**Aim:** Substitute "Quality check" for "Acceptance check" throughout the material below, keeping everything else unchanged, and leave the pictures out of your version.
** START Exercise material **
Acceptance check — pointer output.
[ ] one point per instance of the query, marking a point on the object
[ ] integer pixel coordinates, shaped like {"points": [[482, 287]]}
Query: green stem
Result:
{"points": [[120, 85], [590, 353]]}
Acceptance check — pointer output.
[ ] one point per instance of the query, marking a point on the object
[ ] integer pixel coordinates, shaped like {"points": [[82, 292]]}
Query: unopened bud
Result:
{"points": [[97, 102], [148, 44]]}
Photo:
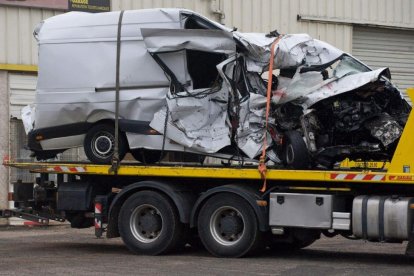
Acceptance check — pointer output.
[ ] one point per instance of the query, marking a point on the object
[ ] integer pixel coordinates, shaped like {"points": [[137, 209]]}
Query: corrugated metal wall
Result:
** END Exercise material **
**Answer to the problem:**
Quality check — pointer output.
[ ] one point per instance of the query, marking a point on the object
[ ] integer pixel coordinates, shaped like {"points": [[482, 287]]}
Query: green stem
Result:
{"points": [[120, 85], [590, 353]]}
Quality check — pointer output.
[ ] one point per instance of the query, marking a point on the object
[ ] integer pixel coordinates, shaped like {"points": [[82, 292]]}
Query: unopened bud
Result:
{"points": [[97, 102], [148, 44]]}
Photo:
Quality check — pointer output.
[ ] one point per instance of the query, marking a point on the object
[ ] integer pixel coordinates, shaped like {"points": [[137, 209]]}
Query: corrugated metal wall
Result:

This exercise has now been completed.